The exercise = Omit all pictures, then retype the data exactly as given.

[Stored entries]
_ _ _ _
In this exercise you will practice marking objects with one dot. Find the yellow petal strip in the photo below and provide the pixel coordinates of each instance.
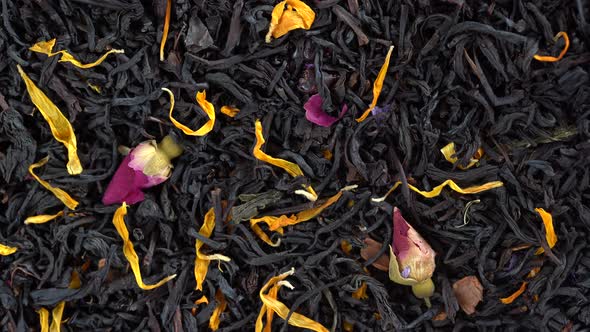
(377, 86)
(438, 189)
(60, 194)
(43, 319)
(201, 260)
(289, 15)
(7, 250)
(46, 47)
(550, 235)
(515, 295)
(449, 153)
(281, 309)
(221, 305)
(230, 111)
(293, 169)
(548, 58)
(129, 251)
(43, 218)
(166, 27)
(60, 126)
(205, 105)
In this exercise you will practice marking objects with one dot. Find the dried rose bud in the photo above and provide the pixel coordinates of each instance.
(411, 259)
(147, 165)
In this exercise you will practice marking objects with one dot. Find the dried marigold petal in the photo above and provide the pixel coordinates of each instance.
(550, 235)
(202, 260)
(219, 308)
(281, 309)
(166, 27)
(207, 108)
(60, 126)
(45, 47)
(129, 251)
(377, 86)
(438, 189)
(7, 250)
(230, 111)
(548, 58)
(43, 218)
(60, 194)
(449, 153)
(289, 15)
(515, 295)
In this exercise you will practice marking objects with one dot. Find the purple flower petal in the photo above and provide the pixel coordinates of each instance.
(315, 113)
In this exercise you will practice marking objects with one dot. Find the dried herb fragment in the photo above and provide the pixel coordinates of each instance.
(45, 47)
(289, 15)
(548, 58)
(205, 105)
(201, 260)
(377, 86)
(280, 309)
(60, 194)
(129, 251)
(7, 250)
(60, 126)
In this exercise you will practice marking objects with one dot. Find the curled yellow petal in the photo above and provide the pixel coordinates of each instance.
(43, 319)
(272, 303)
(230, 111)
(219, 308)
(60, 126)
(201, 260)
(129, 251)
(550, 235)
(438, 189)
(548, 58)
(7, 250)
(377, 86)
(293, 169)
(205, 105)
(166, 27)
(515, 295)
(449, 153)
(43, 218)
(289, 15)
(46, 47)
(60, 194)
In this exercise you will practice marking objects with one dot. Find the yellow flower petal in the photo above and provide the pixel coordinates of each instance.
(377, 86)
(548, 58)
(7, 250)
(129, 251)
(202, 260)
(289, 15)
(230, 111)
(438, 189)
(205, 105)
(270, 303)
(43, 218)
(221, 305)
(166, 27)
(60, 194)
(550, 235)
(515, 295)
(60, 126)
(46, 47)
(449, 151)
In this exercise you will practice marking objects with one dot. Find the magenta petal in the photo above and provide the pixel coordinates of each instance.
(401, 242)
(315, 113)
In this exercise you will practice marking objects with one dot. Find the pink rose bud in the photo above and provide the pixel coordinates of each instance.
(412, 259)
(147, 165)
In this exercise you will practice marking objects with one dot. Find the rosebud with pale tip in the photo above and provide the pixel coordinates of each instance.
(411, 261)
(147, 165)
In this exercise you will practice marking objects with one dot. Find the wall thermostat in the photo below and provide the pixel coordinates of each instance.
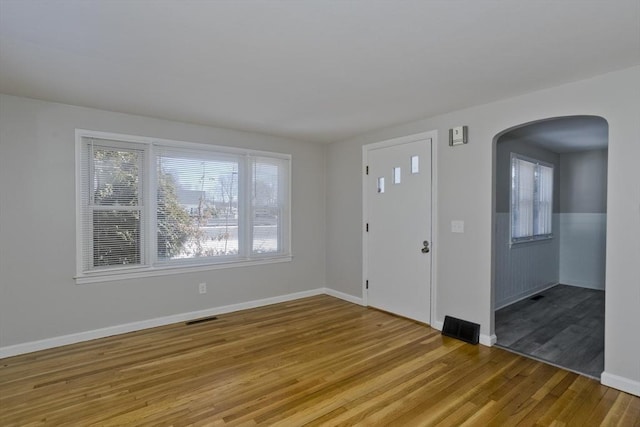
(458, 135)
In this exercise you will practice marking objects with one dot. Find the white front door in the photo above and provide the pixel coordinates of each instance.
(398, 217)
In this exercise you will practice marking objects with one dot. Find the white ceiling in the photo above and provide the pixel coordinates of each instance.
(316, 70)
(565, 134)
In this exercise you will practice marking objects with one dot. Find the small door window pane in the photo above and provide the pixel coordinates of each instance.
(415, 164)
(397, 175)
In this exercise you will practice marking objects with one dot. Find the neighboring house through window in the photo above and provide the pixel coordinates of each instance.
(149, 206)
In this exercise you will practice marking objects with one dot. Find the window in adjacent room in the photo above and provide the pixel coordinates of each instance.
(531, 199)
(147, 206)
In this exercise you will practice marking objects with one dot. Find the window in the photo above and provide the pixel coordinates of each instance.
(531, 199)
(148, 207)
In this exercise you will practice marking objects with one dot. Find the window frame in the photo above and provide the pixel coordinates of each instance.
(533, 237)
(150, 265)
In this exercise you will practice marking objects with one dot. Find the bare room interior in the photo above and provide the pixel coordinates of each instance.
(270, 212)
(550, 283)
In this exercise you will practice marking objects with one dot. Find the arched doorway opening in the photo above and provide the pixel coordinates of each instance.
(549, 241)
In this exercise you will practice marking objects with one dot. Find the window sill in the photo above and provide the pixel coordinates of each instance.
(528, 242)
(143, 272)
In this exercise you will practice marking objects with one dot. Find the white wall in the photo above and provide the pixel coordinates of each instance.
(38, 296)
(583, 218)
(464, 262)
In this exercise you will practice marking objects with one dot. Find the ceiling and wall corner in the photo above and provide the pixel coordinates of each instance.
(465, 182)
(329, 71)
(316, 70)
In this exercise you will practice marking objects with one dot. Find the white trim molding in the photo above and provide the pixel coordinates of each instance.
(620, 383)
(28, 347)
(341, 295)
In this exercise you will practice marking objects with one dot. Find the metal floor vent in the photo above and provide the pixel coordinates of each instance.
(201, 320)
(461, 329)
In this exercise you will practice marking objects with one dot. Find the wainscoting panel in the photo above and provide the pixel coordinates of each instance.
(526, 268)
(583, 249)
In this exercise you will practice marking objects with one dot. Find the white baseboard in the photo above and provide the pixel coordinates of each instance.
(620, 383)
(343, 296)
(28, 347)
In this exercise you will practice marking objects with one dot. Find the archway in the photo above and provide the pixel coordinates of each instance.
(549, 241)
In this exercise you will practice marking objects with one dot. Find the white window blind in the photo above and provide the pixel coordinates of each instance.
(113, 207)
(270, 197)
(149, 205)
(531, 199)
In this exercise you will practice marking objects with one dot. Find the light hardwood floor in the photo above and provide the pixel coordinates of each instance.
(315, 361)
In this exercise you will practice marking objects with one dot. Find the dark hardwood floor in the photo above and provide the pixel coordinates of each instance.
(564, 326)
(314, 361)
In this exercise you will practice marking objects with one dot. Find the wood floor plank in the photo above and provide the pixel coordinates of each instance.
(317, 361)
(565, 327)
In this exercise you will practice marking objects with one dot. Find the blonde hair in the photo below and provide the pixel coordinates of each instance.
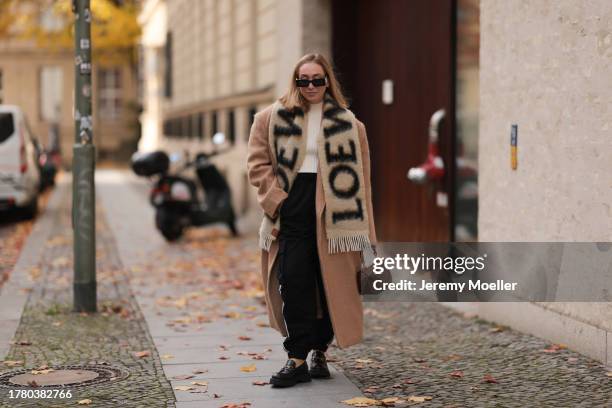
_ _ _ _
Full answer =
In this exercise you will practice marking objects with one dot. Find the yellow petal strip in the photo below and provide the pixel coordinates of each instance.
(377, 86)
(438, 189)
(60, 194)
(43, 319)
(201, 260)
(289, 15)
(7, 250)
(46, 47)
(550, 235)
(515, 295)
(449, 153)
(281, 309)
(221, 305)
(230, 111)
(293, 169)
(548, 58)
(129, 251)
(43, 218)
(166, 27)
(60, 126)
(205, 105)
In this exercise you will practice marking objects with one dot. Find the dried rose bud in the photo above and provide the pixel coordinates of each instance.
(411, 259)
(147, 165)
In this exercise you will practice marking objects with one dot. Find the dried marigold petal in the photo above and provide the pixel coordinates of each instance.
(550, 235)
(202, 260)
(219, 308)
(281, 309)
(166, 27)
(207, 108)
(60, 126)
(45, 47)
(129, 251)
(377, 86)
(438, 189)
(7, 250)
(230, 111)
(548, 58)
(43, 218)
(60, 194)
(449, 153)
(289, 15)
(515, 295)
In this exercise you will practice marking objects with one dot. Find the purple flower petal in the photo above and provide the pixel coordinates of each instance.
(315, 113)
In this exercise you will practice marking objects with one dot. Find the dried herb fragment in the photo above and provide the pixel coordinates of each instance.
(45, 47)
(289, 15)
(548, 58)
(205, 105)
(201, 260)
(377, 86)
(280, 309)
(60, 194)
(129, 251)
(7, 250)
(60, 126)
In this exercise you will practice marking objects with one dot. Find the curled yellow petal in the photo above and provide the pixel coordinates of each instance.
(43, 319)
(272, 303)
(230, 111)
(219, 308)
(60, 126)
(201, 260)
(129, 251)
(550, 235)
(438, 189)
(548, 58)
(7, 250)
(377, 86)
(293, 169)
(205, 105)
(166, 27)
(515, 295)
(449, 153)
(43, 218)
(289, 15)
(46, 47)
(60, 194)
In this exercise you will practice marking objects with one dot. Find the yellow flower petal in the photo above and provide the pixel coordinates of each instance.
(377, 86)
(548, 58)
(7, 250)
(129, 251)
(202, 260)
(289, 15)
(230, 111)
(438, 189)
(205, 105)
(270, 303)
(43, 218)
(221, 305)
(166, 27)
(60, 194)
(550, 235)
(515, 295)
(60, 126)
(46, 47)
(449, 151)
In this exercise you will practice marking objects with one dot. Find the magenta petal in the photo above and provide the pixel coordinates of each instance.
(401, 242)
(315, 113)
In this exercise you will practice marking objects with one dot. Find the pink rose bud in the photo above and provide the pixel coordinates of each instance.
(412, 259)
(147, 165)
In this exercise you will practice marking objects with one dot. Find the rosebud with pale tip in the photo above and provide the pixel coordinates of each instance.
(411, 261)
(147, 165)
In this exercise you will practice marking objects with one dot. Find the wall thermostat in the photo below and provide the pixel coordinates of each instance.
(458, 135)
In this exercise you will practice marking objects with one dot. Find the white front door in the photo above and provide the pixel coordinates of each instance.
(398, 217)
In this exercise you will practice marking objects with one dot. Find the white ceiling in the photo above and provide the pixel coordinates of each instance.
(316, 70)
(565, 134)
In this exercise you will practice marking objects with one dot. Find the small door window pane in the photo above and provide the pixel coordinates of each instance.
(415, 164)
(397, 175)
In this exercise you will practice marking objects with one dot. Find the neighboring house through window in the photo above and provide the pixel coordinates of each instance.
(149, 206)
In this exercise you will practice marking objects with one dot. Find the window in adjacent room in the photo above and provide the pixel coordinates of each instance.
(531, 199)
(147, 206)
In this exercise you will practice marking objects with one dot. Find the window in the photo above and provide the pixel coordinates of each instance.
(531, 199)
(148, 207)
In this exercise you will practice marking objects with one dot. Find the window frame in the photo above and provide the pixel coordinates of each instance.
(533, 237)
(150, 265)
In this exercise you will practice marking objects with one dot. Find the bare room interior in the photo above and provide the pixel coordinates of each instance.
(270, 212)
(550, 283)
In this exercise you will practice marking objects with one dot. Find the arched doorway opening in the photo above and provide the pixel coordinates of each instance.
(549, 241)
In this exercise you will practice marking objects with one dot. Find the window sill in the photo above and provide the pixel coordinates of each instance.
(528, 242)
(143, 272)
In this exercise you will practice marking objects with one dot. Find the white wall in the photo above and provide the pixel coordinates of each instance.
(38, 296)
(583, 218)
(464, 262)
In this exercise you will practice marking objects with one dot. Find the ceiling and wall corner in the photo above and provide the pixel coordinates of each instance.
(465, 182)
(329, 71)
(316, 70)
In this exercise you will practice marking objects with one dot. Find the white trim molding in the photo above and provide the pixel coordinates of each instance.
(620, 383)
(28, 347)
(341, 295)
In this exercise you will practice marking objects with one dot. Find the metal floor vent in the photo above and provide the pixel coordinates of each instance.
(201, 320)
(461, 329)
In this exercise you will practice marking objects with one dot. Find the wainscoting panel in the photo above and provide the pixel coordinates of each instance.
(526, 268)
(583, 249)
In this exercise you will practice marking objects with one dot. Find the white baseboard in the photo above and provide the pixel coordinates of each instance.
(620, 383)
(343, 296)
(28, 347)
In this exercise you will practice marking objects with one dot. Find the archway in the photo above and provide the pixel coordinates of each instance.
(549, 241)
In this exercise you will practice marking objects with one dot. Find the white window blind in the photo above and provide the pixel coordinates of each instance.
(113, 207)
(270, 197)
(149, 205)
(531, 199)
In this exercise you will practice marking objects with one dot. Find the light hardwood floor in the photo above and provide the pixel coordinates of each instance.
(315, 361)
In this exercise you will practice marking objects with one dot. Find the dark hardwood floor in the photo above and provide the pixel coordinates of each instance.
(564, 326)
(314, 361)
In this exercise you will practice marking objects with one dot. Find the wood floor plank in the photo above and provide the pixel coordinates of each instance.
(317, 361)
(565, 327)
In this exercise you will practice marking objects with one dot. Find the blonde hair in the photo below and provide the pixel coordinates of each instance.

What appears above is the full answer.